Pinning down the real meaning of bowling in post-retro America

By Davina Baum

THIS STORY is about bowling. Not blowing, which is harder on the lungs. Not bowing, which isolates the hips a lot more. Bowling: the people's sport.

I'm not a bowler. I don't bowl. I don't like to bowl. I think it's dumb. Yes, dumb. Weird, even. But I like the sparkly balls; I imagine in my bowling mind that only the sparkly balls will do. I like the way my fingers fit into the three holes, I like the weight of the ball in my hand.

After all, everyone loves bowling. From the beginning of time, practically, people have bowled in some form--bowling historians put the first game at around 3,200 BCE. Invariably, when asked about bowling, people point to how quintessentially American the game is, but variations on the sport have been rolling since well before the Founding Fathers even considered finding anything.

But, like beer and pop music, something that was once the province of Western Europe has been co-opted by the Americans into their own distinctive sport/art form/social contract. Indeed, there are few activities that incorporate mingling and competition, drinking and athleticism in such a tidy package, conveniently down the street at a local strip mall or just off the highway.

The intrinsic goodness, cleanness and funness of bowling hark back to a more innocent time, a time before Americana was sullied by high school shootings, teenage sex and rampant piercings, to a time before Americana was a security risk.

Reports after Sept. 11 have pointed to bowling as the athletic equivalent of comfort food with its promise of a safe place to gather, talk, roll heavy balls. Postdisaster, Americans have bounced back into the idea of community, piling into bowling alleys as if they were bomb shelters. An AP headline from soon after the terrorist attacks read: "Badgerland Bowling Centers of Madison are inviting families to gather Sunday, Sept. 23, to 'Bowl From the Heart,' a fundraiser for the American Red Cross."

Wear Many Faces

I AM EMBARKING upon a quest to learn to enjoy bowling, to bowl from the heart. People don't understand nonbowlers; they're anti-American, anti-fun. I want to fit in. And I like the sparkly balls. Smooth. Round. Sparkly.

I want to be Diana Teeters, professional bowler (www.dteeters.com). She no longer bowls; she was sidelined by bowling injuries. Diana tells me how to prevent bowling injuries: "Learn correct technique from a knowledgeable pro. Do warm-up stretches and cool-down stretches before and after play to keep muscles flexible. Make sure your bowling ball grip fits properly--you should not have to squeeze to hold on to it. Use support devices for the wrist, elbow, or knee if necessary."

I will not do any of these.

I also learn from Diana Teeters, professional bowler, what it takes to be a professional bowler. With the heft of years of experience, this is what she says: "To become a successful professional bowler, you must wear many faces. You must wear the face of a well-trained athlete, an experienced traveler, a courageous warrior, a clever strategist, an eager student, a skilled craftsman and charismatic entertainer. You must also be of strong mind and possess the heart of a lion."

I am a courageous warrior; that much is true. I have to be, to embark on this quest. I will work on the other faces until I have perfected them.

Diana Teeters, professional bowler, also says that selecting the right ball should be based on a matrix, "matching your speed, axis rotation, axis tilt, and revolution with the lane condition." I will have nothing more to do with Diana Teeters, professional bowler; it is my strong belief that selecting the ball should be based on a matrix of color and sparkles.

• _Problems to work on_:
1: Translate this sentence from the bowling essay into Spanish: "I like the way my fingers fit into the three holes, I like the weight of the ball in my hand."
2: Pick up the bowling essay after its final sentence and write the next few paragraphs in the same voice.

• _Provided data_:

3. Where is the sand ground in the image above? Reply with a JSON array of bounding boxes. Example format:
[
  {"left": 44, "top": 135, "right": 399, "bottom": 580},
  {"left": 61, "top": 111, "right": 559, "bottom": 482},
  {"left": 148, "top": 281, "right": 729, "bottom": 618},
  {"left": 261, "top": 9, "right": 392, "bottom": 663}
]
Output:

• _Responses by task_:
1: Me gusta cómo encajan mis dedos en los tres agujeros, me gusta el peso de la bola en la mano.

2:
Bowler Rolling Backwards

ACCORDING TO THE International Bowling Museum in St. Louis, Mo., there is evidence that King Henry VIII bowled; Edward III outlawed the sport because it distracted his troops from their archery practice. The historical line of the game continues, splitting off in France as petanque, in Italy as bocce and in England as the very prosaic lawn bowling. The first mention of the game in America appears in Washington Irving's Rip van Winkle.

Bowling got its American start in New York, where Joe Thum ("a jovial tavern owner," according to Harry Smith and Steve Cruchon's optimistic Instant Bowling) coalesced representatives of regional bowling clubs, creating the American Bowling Congress in 1895.

As technology allowed for lighter balls and automated pin changers, the game surged in popularity. Not surprisingly, television assisted in the game's growth; in the 1950s, NBC started to broadcast Championship Bowling. The Bowling Museum asserts that "today, the sport of bowling is enjoyed by 100 million people in more than 90 countries worldwide."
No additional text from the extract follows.